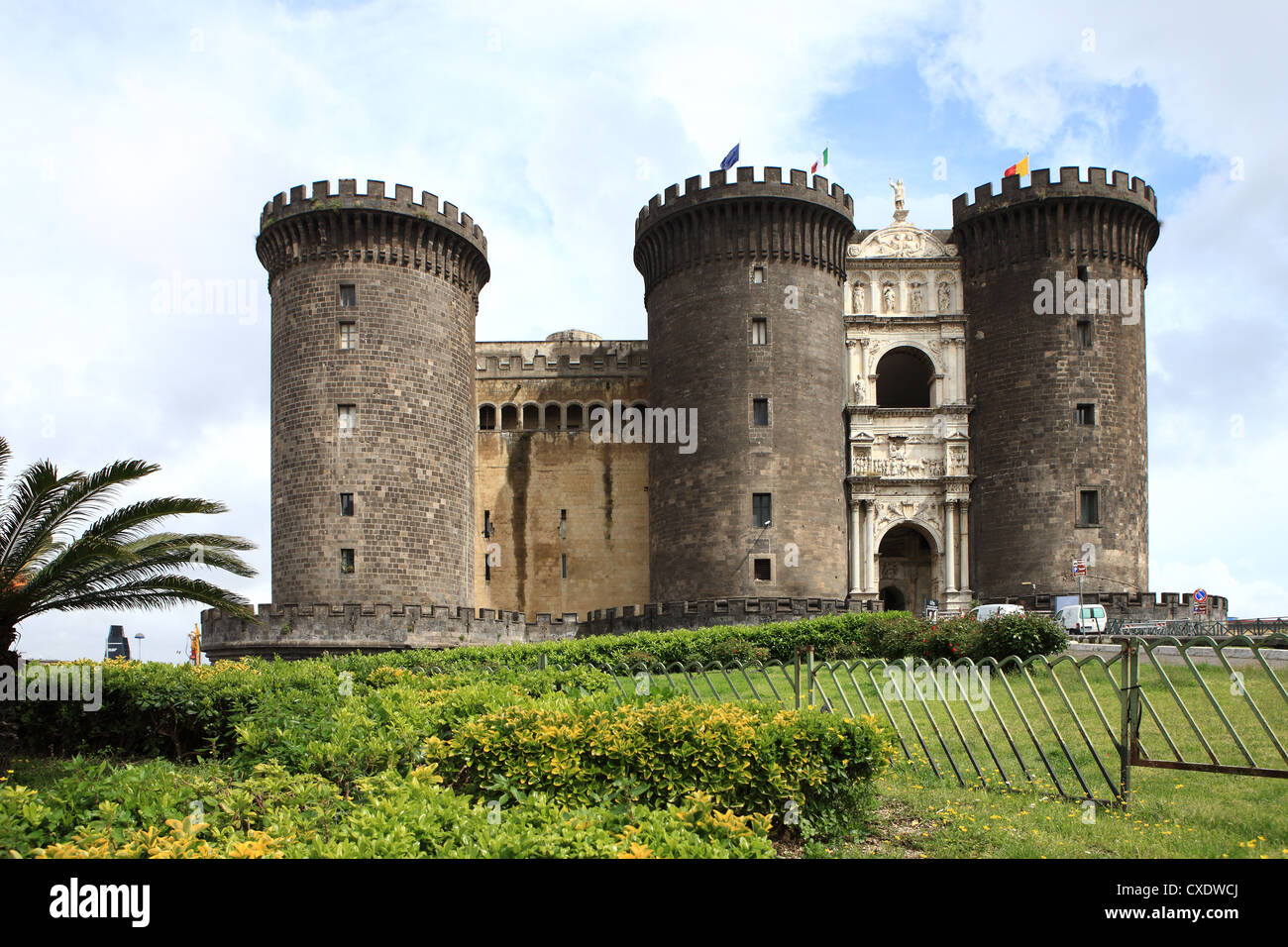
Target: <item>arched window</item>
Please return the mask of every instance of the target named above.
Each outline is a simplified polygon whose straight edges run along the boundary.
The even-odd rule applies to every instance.
[[[877,407],[930,407],[935,366],[911,347],[890,349],[877,362]]]

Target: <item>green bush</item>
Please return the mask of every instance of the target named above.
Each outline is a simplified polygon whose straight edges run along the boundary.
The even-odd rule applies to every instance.
[[[773,857],[766,816],[677,805],[567,807],[544,795],[475,803],[429,770],[383,772],[353,799],[260,764],[113,767],[72,760],[44,790],[0,785],[0,852],[46,858]],[[79,764],[79,765],[77,765]],[[200,808],[194,805],[200,803]]]
[[[1050,615],[998,615],[980,622],[967,656],[976,662],[1012,656],[1024,661],[1036,655],[1054,655],[1068,646],[1068,633]]]
[[[108,751],[128,756],[225,755],[236,727],[274,693],[335,691],[336,670],[316,661],[220,661],[215,665],[104,661],[103,702],[23,702],[18,737],[28,755]]]
[[[734,812],[857,812],[890,759],[873,718],[687,698],[513,705],[471,718],[428,760],[466,795],[546,792],[571,805],[662,808],[694,792]],[[844,821],[844,818],[842,818]]]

- Description of the task:
Format the listing above as a JSON list of strings, with one string per line and blank lines omitted. Leave the pictures out.

- Task response:
[
  "Target: <item>arched window</item>",
  "Please return the mask of every instance of the target named above.",
  "Each outline is a simplified polygon whose straight edges run along the boundary.",
  "The even-odd rule applies to every instance.",
  "[[[877,407],[930,407],[935,366],[911,347],[890,349],[877,362]]]",
  "Target: <item>green bush</item>",
  "Please return the mask of every instance of the target named above.",
  "Each outline is a simplified polygon whose straight edges run along the boundary.",
  "The even-odd rule applies to every instance.",
  "[[[773,857],[766,816],[677,805],[567,807],[544,795],[475,803],[429,770],[383,772],[353,799],[260,764],[113,767],[72,760],[44,790],[0,785],[0,852],[46,858]],[[79,764],[79,765],[77,765]],[[200,808],[194,805],[200,803]]]",
  "[[[1050,615],[998,615],[980,622],[967,656],[976,662],[1012,656],[1024,661],[1036,655],[1054,655],[1068,646],[1068,633]]]",
  "[[[108,751],[128,756],[225,755],[236,727],[274,693],[335,691],[336,670],[316,661],[220,661],[215,665],[104,661],[103,702],[23,702],[18,737],[28,755]]]",
  "[[[734,812],[857,812],[890,759],[873,718],[687,698],[513,705],[471,718],[428,760],[466,795],[546,792],[571,805],[662,808],[694,792]],[[844,821],[844,818],[842,818]]]"
]